◆ REQUIRED WORK
Output the records below again, precisely as they are written.

START GIVEN RECORDS

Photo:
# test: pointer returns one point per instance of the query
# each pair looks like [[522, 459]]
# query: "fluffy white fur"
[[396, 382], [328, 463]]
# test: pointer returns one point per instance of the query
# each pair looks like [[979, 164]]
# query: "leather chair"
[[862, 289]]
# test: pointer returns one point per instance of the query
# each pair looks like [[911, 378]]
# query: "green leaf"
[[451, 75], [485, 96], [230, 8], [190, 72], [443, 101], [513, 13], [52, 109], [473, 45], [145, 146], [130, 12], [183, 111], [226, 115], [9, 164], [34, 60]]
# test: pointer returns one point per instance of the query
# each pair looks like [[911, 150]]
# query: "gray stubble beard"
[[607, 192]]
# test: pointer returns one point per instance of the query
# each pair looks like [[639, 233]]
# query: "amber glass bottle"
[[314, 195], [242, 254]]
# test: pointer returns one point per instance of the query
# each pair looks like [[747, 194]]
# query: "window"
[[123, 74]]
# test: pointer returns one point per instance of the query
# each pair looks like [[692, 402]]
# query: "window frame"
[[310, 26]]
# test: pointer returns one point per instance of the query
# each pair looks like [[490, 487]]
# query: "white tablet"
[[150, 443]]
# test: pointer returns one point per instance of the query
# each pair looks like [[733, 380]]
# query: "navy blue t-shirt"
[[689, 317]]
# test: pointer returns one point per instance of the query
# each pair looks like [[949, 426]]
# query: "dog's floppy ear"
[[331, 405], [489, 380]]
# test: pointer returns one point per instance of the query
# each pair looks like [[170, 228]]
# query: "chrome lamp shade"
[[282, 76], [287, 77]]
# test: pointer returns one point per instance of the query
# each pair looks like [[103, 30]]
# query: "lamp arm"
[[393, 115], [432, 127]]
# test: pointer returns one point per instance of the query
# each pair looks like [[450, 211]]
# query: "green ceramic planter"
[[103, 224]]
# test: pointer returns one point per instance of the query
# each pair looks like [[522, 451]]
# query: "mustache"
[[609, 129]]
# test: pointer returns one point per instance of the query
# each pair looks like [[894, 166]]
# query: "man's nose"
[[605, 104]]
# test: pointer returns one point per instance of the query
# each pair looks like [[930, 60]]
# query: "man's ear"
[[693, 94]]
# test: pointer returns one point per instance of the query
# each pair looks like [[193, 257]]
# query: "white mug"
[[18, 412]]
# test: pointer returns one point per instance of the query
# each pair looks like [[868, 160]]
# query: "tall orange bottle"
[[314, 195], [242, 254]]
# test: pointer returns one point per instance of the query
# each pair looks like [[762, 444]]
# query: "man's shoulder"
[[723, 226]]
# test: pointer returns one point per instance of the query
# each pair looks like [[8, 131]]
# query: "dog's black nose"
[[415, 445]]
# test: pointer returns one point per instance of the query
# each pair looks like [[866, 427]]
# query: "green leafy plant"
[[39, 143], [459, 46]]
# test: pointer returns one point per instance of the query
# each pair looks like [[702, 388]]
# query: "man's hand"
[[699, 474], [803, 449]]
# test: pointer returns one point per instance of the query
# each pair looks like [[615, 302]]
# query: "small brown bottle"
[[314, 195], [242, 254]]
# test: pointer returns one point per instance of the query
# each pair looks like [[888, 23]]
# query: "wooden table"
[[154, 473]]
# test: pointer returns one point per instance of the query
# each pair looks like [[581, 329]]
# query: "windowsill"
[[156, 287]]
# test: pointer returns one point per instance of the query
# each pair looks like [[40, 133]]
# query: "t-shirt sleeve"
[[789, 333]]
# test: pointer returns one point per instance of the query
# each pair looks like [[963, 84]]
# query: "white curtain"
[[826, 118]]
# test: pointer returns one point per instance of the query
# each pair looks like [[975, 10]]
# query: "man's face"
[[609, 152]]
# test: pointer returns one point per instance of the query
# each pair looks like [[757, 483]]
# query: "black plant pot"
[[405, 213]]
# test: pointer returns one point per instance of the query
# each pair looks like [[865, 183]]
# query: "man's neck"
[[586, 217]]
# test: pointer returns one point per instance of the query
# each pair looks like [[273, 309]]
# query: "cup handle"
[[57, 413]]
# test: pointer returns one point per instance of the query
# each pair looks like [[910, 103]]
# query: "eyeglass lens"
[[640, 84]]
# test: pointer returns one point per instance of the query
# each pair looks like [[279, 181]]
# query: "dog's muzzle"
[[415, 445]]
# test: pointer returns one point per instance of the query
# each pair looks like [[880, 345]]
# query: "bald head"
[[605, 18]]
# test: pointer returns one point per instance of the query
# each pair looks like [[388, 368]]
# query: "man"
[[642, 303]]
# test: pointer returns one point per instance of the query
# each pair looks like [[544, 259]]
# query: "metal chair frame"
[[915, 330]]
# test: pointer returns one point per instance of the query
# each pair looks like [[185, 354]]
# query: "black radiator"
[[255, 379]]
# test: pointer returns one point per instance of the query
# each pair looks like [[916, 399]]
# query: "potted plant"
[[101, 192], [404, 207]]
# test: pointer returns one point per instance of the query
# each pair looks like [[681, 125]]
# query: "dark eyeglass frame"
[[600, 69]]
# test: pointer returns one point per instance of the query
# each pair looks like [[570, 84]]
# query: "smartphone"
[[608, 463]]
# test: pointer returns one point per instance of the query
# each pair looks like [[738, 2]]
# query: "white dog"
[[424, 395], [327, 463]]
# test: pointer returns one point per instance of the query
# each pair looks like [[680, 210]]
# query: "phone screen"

END GIVEN RECORDS

◆ WRITTEN SOLUTION
Photo:
# test: pointer returns one point per instance of the query
# each pair looks like [[522, 459]]
# query: "fluffy white fur"
[[396, 382], [328, 463]]
# test: pointer returns one point per instance of the query
# each pair looks like [[979, 164]]
# query: "leather chair"
[[862, 289]]
# test: pointer returns one point per instance of the query
# each pair looks like [[911, 378]]
# query: "green leaf"
[[451, 75], [485, 96], [230, 8], [190, 72], [443, 101], [513, 13], [52, 109], [473, 45], [145, 146], [130, 12], [183, 111], [226, 115], [9, 164], [34, 60]]
# test: pointer returns one point per instance of the query
# each pair looks like [[911, 150]]
# query: "gray stubble beard"
[[607, 192]]
# test: pointer returns one point per instance of the query
# each pair looks like [[639, 233]]
# query: "amber glass bottle"
[[314, 195], [242, 254]]
# test: pointer returns one point per instance of the query
# each pair looks like [[747, 194]]
# query: "window"
[[123, 74]]
# test: pointer returns one point per instance of the query
# each pair looks like [[692, 402]]
# query: "window frame"
[[310, 26]]
# test: pointer returns one point per instance of the query
# each pair looks like [[490, 487]]
# query: "white tablet"
[[150, 443]]
# test: pointer returns one point per instance of the query
# each pair looks like [[733, 380]]
# query: "navy blue t-shirt"
[[689, 317]]
# test: pointer returns one point per instance of the query
# each pair looks like [[949, 426]]
# query: "dog's floppy ear"
[[331, 405], [489, 380]]
# test: pointer returns one point per instance of the query
# each pair looks like [[170, 228]]
# query: "chrome lamp shade"
[[282, 76], [287, 77]]
# test: pointer returns one point per instance of the query
# each pair looks like [[103, 30]]
# query: "lamp arm"
[[393, 115], [432, 127]]
# test: pointer returns one point per instance of the query
# each pair looks like [[450, 211]]
# query: "green ceramic planter"
[[103, 224]]
# test: pointer returns one point per instance of the query
# each pair looks like [[522, 451]]
# query: "mustache"
[[609, 129]]
# test: pointer returns one point per instance of the query
# each pair looks like [[894, 166]]
# query: "man's nose"
[[605, 104]]
# test: pointer returns one point per instance of the query
# each pair looks like [[930, 60]]
# query: "man's ear"
[[693, 94]]
# test: pointer returns one point per instance of the query
# each pair looks like [[193, 257]]
# query: "white mug"
[[18, 412]]
# test: pointer returns one point per instance of the query
# each pair looks like [[868, 160]]
# query: "tall orange bottle"
[[314, 195], [242, 254]]
# test: pointer returns one point per instance of the query
# each pair looks like [[762, 444]]
# query: "man's shoulder"
[[723, 226]]
# test: pointer returns one point per instance of the query
# each pair looks like [[8, 131]]
# query: "dog's black nose"
[[415, 445]]
# test: pointer returns one point per instance of the query
# each pair looks like [[866, 427]]
# query: "green leafy plant"
[[39, 143], [459, 46]]
# test: pointer returns one point per instance of the query
# each pair looks like [[702, 388]]
# query: "man's hand"
[[699, 474], [803, 449]]
# test: pointer returns one point per instance of the query
# each pair looks like [[615, 302]]
# query: "small brown bottle"
[[314, 195], [242, 254]]
# test: pointer returns one point per instance of the query
# each pair looks like [[888, 23]]
# query: "wooden table"
[[154, 473]]
# test: pointer returns one point per instance of the query
# each pair looks like [[581, 329]]
# query: "windowsill"
[[156, 287]]
# test: pointer returns one point per instance of the query
# each pair looks like [[40, 133]]
# query: "t-shirt sleeve"
[[789, 333]]
# test: pointer returns one point per instance of the query
# each pair looks like [[963, 84]]
# query: "white curtain"
[[826, 118]]
# test: pointer returns one point per instance of the query
# each pair looks like [[975, 10]]
# query: "man's face"
[[609, 152]]
# test: pointer returns one point per instance of the query
# each pair looks like [[757, 483]]
# query: "black plant pot"
[[405, 213]]
# test: pointer returns one point per instance of the query
# each pair looks like [[865, 183]]
# query: "man's neck"
[[586, 217]]
# test: pointer returns one point per instance of the query
# each pair looks like [[273, 309]]
# query: "cup handle"
[[57, 413]]
# test: pointer returns one point per instance of the query
# each pair looks like [[910, 103]]
# query: "eyeglass lens"
[[640, 84]]
# test: pointer returns one point per instance of the query
# each pair looks like [[279, 181]]
# query: "dog's muzzle"
[[415, 445]]
# test: pointer returns one point per instance of the query
# each pair looks like [[880, 345]]
# query: "bald head"
[[605, 18]]
# test: pointer returns one point per instance of the query
# each pair looks like [[388, 368]]
# query: "man"
[[642, 303]]
# test: pointer returns one point per instance of the query
# each pair looks like [[544, 259]]
# query: "metal chair frame"
[[915, 330]]
# test: pointer returns one point per instance of the query
# each pair looks like [[185, 354]]
# query: "black radiator"
[[255, 379]]
# test: pointer returns one point per instance of the query
# each pair looks like [[916, 399]]
# query: "potted plant"
[[101, 192], [404, 207]]
# test: pointer returns one point per instance of the query
# each pair looks like [[681, 125]]
# query: "dark eyeglass frame"
[[600, 69]]
# test: pointer returns one point per instance of the query
# each pair looks like [[570, 84]]
# query: "smartphone"
[[608, 463]]
# test: pointer returns one point per instance of the query
# each pair looks like [[738, 2]]
# query: "white dog"
[[424, 395], [327, 463]]
# test: pointer returns one point per instance of the query
# each pair looks like [[680, 210]]
# query: "phone screen"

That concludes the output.